• Work request A:
Answer these about the stroke article:
(i) How many stroke patients did the team study?
(ii) How many times more likely were patients with widened arteries to have had this kind of stroke?
(iii) What is the name of the trial testing drugs to shore up the brain's smallest vessels?
• Work request B: List every outcome the stroke article says widened arteries also meant for patients.
• Work request C: Please retype the stroke article word for word, starting at "What they found" and ending at "memory and movement.".

• Text under study:
· · · · ·
STROKES: A NEW CAUSE DISCOVERED
For decades, doctors have believed that a common type of stroke was caused by fatty plaque clogging up arteries. But new research from the University of Edinburgh flips that idea on its head. It turns out the real culprit might be something much deeper — tiny blood vessels in the brain that are damaged and enlarged.
This discovery could explain why standard treatments, like aspirin, often fall short for this type of stroke. Instead of battling clogged arteries, scientists now think the key lies in directly protecting these fragile little vessels.
The type of stroke in question is called lacunar ischemic stroke. It happens when the brain’s smallest blood vessels get damaged through a condition known as small vessel disease. This stroke isn’t just a one-off event — it’s a major cause of long-term disability and is linked to memory loss, dementia, and a higher chance of future strokes.
A team led by researchers from Edinburgh, together with international collaborators, studied 229 stroke patients. They used brain scans and cognitive tests right after strokes and again a year later. They looked closely at two things: whether arteries were narrowed by fatty plaque and whether arteries deep in the brain were enlarged and stretched.
What they found was surprising. Narrowed arteries, which doctors have long blamed, didn’t line up with lacunar strokes or ongoing brain damage. But patients with widened arteries were four times more likely to have had this kind of stroke. Widened arteries also meant more severe brain vessel damage, faster worsening of brain injury, and a higher chance of “silent” strokes—tiny brain injuries that don’t show obvious symptoms but add up over time.
Even more striking, more than one in four patients developed these silent strokes during the study, despite being on standard stroke prevention meds.
These insights are already shaping new treatments. One trial, called LACI-3, is testing drugs that aim to shore up the brain’s smallest vessels, hoping to reduce the risk of more strokes and the devastating long-term effects on memory and movement.
· · · · ·
• Data to examine:
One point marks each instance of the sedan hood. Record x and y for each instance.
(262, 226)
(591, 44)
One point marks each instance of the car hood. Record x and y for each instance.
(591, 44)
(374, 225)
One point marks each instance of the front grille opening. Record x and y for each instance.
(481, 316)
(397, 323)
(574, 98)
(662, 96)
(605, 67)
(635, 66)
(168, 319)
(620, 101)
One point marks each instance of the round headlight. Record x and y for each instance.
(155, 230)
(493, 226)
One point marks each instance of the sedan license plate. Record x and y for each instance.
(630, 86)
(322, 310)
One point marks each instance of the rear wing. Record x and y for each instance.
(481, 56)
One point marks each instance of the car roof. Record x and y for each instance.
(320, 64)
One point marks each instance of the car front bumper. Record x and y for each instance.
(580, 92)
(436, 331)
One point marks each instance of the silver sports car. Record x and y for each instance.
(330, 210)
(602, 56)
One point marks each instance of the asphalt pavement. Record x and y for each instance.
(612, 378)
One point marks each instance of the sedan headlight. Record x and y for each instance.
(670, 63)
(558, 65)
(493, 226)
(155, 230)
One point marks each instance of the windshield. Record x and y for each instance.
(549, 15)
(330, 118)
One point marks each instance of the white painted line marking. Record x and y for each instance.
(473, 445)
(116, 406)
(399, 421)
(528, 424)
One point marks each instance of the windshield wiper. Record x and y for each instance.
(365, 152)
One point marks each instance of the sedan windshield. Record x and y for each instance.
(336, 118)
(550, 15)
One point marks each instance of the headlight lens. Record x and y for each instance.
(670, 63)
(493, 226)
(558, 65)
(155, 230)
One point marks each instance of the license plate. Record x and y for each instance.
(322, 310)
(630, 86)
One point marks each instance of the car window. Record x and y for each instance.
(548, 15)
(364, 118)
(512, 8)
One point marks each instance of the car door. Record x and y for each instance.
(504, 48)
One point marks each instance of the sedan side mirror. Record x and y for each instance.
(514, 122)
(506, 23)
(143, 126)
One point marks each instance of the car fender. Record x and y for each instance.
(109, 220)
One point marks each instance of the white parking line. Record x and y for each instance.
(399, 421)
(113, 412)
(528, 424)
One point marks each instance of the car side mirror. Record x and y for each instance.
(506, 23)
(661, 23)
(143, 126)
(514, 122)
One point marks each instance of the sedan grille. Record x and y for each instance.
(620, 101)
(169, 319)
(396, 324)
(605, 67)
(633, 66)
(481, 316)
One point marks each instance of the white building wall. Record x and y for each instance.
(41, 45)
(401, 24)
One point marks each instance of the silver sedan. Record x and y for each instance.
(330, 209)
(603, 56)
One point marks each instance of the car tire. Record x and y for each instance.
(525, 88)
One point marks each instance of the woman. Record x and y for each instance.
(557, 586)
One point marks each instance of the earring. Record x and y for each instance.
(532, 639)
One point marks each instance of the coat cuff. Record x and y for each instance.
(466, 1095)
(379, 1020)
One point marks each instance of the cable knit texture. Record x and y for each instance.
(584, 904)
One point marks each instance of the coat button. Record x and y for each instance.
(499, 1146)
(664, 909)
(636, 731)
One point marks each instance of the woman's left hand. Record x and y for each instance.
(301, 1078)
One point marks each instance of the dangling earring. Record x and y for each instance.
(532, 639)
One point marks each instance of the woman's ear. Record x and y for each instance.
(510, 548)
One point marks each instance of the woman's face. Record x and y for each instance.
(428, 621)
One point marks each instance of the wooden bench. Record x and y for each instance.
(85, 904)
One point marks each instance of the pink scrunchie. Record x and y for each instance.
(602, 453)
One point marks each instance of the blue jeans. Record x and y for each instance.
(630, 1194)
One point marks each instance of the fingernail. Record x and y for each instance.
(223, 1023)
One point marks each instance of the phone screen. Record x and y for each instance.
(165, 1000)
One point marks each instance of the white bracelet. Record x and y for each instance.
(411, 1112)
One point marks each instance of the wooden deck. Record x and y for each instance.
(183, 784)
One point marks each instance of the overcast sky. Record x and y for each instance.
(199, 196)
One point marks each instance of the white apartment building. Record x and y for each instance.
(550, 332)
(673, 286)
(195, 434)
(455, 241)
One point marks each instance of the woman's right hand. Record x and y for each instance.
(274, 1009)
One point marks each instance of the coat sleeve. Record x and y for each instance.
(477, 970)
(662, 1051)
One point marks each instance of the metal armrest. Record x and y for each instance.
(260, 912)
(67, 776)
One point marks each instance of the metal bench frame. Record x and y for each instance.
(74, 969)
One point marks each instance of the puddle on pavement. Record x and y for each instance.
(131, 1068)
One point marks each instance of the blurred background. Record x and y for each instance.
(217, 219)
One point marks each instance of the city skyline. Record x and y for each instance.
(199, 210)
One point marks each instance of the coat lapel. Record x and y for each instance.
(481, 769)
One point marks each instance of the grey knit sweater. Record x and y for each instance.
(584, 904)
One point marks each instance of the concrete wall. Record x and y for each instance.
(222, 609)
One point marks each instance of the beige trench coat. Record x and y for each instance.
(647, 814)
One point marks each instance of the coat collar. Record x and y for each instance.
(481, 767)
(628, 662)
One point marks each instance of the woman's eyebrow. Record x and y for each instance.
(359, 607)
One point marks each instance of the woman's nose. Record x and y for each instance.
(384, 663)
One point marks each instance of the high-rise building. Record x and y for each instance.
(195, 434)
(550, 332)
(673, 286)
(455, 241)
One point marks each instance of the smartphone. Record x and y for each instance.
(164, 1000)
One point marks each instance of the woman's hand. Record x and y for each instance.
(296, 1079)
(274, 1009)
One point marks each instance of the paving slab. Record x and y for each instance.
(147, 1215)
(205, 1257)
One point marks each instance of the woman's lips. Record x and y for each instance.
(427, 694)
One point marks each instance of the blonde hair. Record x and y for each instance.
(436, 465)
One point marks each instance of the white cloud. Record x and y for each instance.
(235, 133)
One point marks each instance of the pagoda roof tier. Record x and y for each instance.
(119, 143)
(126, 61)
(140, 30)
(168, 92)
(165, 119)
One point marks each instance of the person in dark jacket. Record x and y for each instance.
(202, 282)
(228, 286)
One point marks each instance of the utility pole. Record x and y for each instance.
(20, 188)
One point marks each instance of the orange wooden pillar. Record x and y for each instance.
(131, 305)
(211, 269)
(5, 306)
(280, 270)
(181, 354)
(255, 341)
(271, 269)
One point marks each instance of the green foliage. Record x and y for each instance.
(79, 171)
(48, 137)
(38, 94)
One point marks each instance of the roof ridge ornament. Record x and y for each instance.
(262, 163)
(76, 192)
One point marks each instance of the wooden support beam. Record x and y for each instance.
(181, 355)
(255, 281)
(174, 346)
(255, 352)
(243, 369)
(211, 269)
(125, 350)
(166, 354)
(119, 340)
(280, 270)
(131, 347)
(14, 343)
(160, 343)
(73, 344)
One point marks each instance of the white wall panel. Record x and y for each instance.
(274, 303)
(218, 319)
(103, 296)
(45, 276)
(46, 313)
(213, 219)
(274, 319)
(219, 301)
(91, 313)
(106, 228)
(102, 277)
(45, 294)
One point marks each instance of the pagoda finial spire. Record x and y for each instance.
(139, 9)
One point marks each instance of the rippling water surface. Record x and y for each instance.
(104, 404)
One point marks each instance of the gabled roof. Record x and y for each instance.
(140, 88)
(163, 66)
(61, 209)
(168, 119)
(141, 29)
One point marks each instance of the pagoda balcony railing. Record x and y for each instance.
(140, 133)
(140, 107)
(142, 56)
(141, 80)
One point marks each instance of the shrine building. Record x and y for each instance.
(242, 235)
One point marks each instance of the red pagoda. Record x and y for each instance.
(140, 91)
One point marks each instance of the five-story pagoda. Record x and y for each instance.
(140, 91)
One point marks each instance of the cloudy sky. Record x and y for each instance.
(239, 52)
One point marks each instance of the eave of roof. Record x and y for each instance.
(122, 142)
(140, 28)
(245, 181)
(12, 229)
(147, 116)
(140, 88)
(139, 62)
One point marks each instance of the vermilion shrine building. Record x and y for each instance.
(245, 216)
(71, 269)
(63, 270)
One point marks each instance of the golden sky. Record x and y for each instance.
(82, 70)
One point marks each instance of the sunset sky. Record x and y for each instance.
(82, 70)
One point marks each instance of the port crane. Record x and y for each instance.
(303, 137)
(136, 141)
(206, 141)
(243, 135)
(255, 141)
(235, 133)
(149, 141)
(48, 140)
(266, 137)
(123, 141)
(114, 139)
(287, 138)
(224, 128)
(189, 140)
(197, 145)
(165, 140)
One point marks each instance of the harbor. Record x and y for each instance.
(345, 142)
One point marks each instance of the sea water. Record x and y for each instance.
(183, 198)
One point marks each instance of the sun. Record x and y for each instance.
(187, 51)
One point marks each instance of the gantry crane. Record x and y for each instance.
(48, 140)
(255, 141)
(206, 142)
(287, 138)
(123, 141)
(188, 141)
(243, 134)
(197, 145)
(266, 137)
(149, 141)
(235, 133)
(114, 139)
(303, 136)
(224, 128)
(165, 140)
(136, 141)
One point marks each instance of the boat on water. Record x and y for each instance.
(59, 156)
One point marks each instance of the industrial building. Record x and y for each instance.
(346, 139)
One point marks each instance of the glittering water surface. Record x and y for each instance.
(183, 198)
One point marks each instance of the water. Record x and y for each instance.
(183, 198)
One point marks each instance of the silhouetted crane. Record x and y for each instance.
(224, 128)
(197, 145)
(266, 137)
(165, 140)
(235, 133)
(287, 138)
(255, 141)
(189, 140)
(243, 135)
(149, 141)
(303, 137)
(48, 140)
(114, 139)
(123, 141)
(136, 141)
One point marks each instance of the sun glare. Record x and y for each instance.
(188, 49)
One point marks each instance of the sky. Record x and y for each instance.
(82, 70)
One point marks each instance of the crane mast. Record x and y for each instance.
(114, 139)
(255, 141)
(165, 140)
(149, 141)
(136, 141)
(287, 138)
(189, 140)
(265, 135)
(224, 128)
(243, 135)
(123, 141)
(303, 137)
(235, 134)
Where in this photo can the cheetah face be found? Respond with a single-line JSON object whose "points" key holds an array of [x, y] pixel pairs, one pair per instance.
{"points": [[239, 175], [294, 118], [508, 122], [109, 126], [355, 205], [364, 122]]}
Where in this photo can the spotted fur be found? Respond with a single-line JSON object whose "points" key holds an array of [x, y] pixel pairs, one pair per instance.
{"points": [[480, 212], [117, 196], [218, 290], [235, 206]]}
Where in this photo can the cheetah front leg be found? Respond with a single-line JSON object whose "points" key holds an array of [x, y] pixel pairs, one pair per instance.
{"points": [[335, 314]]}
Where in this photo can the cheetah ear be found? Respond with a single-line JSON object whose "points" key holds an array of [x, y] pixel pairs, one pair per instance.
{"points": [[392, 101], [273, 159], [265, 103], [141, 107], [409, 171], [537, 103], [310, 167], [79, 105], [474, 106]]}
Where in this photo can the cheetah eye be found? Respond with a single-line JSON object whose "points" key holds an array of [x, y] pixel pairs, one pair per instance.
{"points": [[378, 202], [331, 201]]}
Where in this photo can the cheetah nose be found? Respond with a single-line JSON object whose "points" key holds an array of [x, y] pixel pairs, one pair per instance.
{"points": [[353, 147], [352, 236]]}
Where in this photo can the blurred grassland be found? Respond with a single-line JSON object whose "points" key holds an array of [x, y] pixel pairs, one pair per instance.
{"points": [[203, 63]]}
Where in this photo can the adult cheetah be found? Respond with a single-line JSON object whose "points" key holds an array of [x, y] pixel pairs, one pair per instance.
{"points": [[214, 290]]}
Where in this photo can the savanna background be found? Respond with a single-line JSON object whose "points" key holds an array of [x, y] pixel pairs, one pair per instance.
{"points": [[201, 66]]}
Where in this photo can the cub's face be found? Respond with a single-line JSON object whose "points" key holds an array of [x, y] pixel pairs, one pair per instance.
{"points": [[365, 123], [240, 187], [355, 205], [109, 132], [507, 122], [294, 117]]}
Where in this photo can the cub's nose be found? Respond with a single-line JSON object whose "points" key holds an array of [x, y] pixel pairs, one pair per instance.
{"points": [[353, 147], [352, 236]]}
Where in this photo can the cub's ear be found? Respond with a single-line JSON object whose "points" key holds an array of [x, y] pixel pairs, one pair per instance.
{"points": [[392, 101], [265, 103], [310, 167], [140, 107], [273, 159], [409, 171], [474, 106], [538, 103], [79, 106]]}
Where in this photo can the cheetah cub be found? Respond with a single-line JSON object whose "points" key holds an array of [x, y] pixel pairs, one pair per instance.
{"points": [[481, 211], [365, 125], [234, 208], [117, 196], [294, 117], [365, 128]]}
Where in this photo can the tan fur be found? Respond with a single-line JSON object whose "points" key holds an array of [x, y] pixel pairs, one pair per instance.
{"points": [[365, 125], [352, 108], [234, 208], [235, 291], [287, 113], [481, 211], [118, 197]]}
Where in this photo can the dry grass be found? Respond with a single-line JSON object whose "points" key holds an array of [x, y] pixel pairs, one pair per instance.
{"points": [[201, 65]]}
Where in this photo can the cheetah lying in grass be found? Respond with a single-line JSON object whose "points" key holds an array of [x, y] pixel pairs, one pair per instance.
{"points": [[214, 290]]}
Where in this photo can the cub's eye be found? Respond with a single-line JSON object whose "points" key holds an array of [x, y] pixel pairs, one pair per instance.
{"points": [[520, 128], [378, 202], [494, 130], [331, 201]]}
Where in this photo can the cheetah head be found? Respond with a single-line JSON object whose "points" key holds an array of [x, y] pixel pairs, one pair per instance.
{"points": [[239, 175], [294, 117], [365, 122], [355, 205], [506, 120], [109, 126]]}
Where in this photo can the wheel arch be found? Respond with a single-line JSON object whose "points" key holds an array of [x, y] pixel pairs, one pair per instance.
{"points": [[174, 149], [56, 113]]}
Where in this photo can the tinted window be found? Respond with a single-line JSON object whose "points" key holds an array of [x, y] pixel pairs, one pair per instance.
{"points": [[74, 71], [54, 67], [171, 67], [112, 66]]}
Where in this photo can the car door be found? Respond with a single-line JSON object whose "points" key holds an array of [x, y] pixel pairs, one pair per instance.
· · · · ·
• Task solution A:
(i) 229
(ii) Four times
(iii) LACI-3

• Task solution B:
- More severe brain vessel damage
- Faster worsening of brain injury
- A higher chance of "silent" strokes

• Task solution C:
What they found was surprising. Narrowed arteries, which doctors have long blamed, didn’t line up with lacunar strokes or ongoing brain damage. But patients with widened arteries were four times more likely to have had this kind of stroke. Widened arteries also meant more severe brain vessel damage, faster worsening of brain injury, and a higher chance of “silent” strokes—tiny brain injuries that don’t show obvious symptoms but add up over time.
Even more striking, more than one in four patients developed these silent strokes during the study, despite being on standard stroke prevention meds.
These insights are already shaping new treatments. One trial, called LACI-3, is testing drugs that aim to shore up the brain’s smallest vessels, hoping to reduce the risk of more strokes and the devastating long-term effects on memory and movement.